» SUPPLIED MATERIAL
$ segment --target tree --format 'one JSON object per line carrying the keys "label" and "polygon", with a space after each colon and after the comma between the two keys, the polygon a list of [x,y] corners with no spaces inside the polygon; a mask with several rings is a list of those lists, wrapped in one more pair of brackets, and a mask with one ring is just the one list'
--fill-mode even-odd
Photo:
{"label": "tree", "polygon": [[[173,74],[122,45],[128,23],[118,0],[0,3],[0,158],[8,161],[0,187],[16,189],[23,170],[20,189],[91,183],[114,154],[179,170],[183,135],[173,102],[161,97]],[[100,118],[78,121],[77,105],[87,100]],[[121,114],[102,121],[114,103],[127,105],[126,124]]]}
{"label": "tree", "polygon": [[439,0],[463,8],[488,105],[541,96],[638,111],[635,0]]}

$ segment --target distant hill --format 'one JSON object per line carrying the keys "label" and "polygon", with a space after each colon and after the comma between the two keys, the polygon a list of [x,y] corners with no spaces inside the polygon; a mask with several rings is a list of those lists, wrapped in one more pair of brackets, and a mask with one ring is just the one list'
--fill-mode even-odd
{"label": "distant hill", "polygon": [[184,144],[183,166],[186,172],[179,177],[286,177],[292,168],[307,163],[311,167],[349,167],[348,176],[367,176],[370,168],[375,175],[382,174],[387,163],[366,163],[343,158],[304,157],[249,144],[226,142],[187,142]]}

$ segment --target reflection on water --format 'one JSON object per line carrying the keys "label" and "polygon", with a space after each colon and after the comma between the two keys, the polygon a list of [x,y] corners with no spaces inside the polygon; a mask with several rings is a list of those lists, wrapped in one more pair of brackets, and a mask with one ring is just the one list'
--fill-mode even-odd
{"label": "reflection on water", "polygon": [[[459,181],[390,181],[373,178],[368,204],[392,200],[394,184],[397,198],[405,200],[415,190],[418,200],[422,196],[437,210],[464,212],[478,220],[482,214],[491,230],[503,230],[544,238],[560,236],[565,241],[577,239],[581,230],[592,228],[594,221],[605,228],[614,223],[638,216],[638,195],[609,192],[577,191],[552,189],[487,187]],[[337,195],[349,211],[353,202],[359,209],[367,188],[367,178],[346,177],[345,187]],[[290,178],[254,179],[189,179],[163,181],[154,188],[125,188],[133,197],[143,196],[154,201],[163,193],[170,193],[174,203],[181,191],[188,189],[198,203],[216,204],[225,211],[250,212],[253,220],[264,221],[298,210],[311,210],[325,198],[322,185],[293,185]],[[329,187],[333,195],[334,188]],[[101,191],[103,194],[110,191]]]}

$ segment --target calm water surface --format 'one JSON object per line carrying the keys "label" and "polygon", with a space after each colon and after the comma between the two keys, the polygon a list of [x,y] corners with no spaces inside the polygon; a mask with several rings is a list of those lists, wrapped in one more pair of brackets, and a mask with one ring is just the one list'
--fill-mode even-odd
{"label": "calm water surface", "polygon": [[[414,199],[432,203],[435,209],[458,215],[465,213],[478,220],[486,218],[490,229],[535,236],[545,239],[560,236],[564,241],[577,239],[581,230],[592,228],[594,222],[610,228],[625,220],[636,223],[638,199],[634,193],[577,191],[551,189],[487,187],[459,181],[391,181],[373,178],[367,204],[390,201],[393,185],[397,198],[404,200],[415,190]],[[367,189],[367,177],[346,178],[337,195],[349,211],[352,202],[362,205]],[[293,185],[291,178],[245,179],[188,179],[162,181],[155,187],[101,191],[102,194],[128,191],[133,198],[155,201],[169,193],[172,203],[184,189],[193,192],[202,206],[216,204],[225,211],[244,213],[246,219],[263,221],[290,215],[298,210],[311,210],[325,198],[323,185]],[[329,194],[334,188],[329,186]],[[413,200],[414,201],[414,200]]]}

» WORK TO DO
Set all of the records down again, exactly as they stand.

» ANSWER BELOW
$ segment --target tree --format 'one JSON object per line carrying the keys "label" and "polygon", with a space after each colon and after the comma between the two keys, the polygon a list of [x,y] corners with no spaces inside the polygon; a mask with several rings is a list of those lists, wrapped in one more pair of brackets, and a mask with one ring is just the one list'
--fill-mode even-odd
Photo:
{"label": "tree", "polygon": [[[173,74],[122,45],[128,23],[118,0],[0,3],[0,158],[8,161],[0,187],[16,189],[23,170],[20,189],[91,183],[114,154],[179,170],[183,135],[173,102],[161,97]],[[100,118],[78,121],[77,105],[87,100]],[[121,114],[102,121],[114,103],[127,105],[126,124]]]}
{"label": "tree", "polygon": [[439,0],[463,8],[488,105],[541,96],[638,111],[635,0]]}

$ segment --target distant hill --format 'one JSON object per line carrying the keys "label" and "polygon", with a space after each colon and after the comma between the two keys, the polygon a list of [x,y] corners with no spaces inside the polygon; a mask with several rings is a list of those lists, wrapped in one more pair of brackets, and a mask with one ring is just the one list'
--fill-mode even-odd
{"label": "distant hill", "polygon": [[184,144],[183,166],[186,172],[179,177],[286,177],[292,168],[307,163],[311,167],[349,167],[348,176],[367,176],[370,168],[375,175],[382,174],[387,163],[366,163],[343,158],[304,157],[249,144],[226,142],[187,142]]}

$ segment --target reflection on water --format 'one JSON object per line carrying the keys "label" and "polygon", with a space after each colon and after the comma between the two keys, the polygon a list of [x,y] corners with no spaces inside the polygon; a mask with several rings is a list of those lists, wrapped in one more pair of brackets, and a mask with one ring is just the one list'
--fill-mode even-odd
{"label": "reflection on water", "polygon": [[[459,181],[390,181],[373,178],[368,204],[392,200],[394,184],[397,198],[405,200],[415,190],[418,200],[422,196],[437,210],[464,212],[478,220],[482,214],[491,230],[503,230],[544,238],[560,236],[565,241],[577,239],[581,230],[592,228],[594,221],[605,228],[614,223],[638,216],[638,195],[609,192],[577,191],[552,189],[487,187]],[[337,195],[349,211],[353,202],[359,209],[367,188],[367,178],[346,177],[345,187]],[[290,178],[254,179],[189,179],[163,181],[154,188],[125,188],[133,197],[143,196],[154,201],[163,193],[170,193],[174,203],[181,191],[188,189],[198,203],[216,204],[225,211],[250,212],[253,220],[264,221],[298,210],[311,210],[325,198],[322,185],[293,185]],[[329,187],[333,195],[334,188]],[[101,191],[103,194],[110,191]]]}

$ segment --target calm water surface --format 'one JSON object per line carrying the keys "label" and "polygon", with a space after each colon and after the comma between the two keys, the polygon a list of [x,y] corners with no spaces inside the polygon; a mask with several rings is a list of those lists, wrapped in one more pair of brackets, and a mask with one ring is just the one list'
--fill-mode even-odd
{"label": "calm water surface", "polygon": [[[414,199],[432,203],[435,209],[458,215],[465,213],[478,220],[486,218],[490,229],[535,236],[545,239],[560,236],[564,241],[577,239],[581,230],[592,228],[594,222],[610,228],[625,220],[636,223],[638,199],[634,193],[577,191],[551,189],[487,187],[459,181],[391,181],[373,178],[367,204],[390,201],[393,185],[397,198],[404,200],[415,190]],[[367,189],[367,177],[346,178],[337,195],[349,211],[352,202],[362,205]],[[293,185],[291,178],[245,179],[188,179],[162,181],[155,187],[101,191],[102,194],[128,191],[133,198],[155,201],[169,193],[172,203],[184,189],[193,192],[202,206],[216,204],[225,211],[244,213],[246,219],[263,221],[290,215],[298,210],[311,210],[325,198],[323,185]],[[329,194],[334,188],[329,186]],[[413,200],[414,201],[414,200]]]}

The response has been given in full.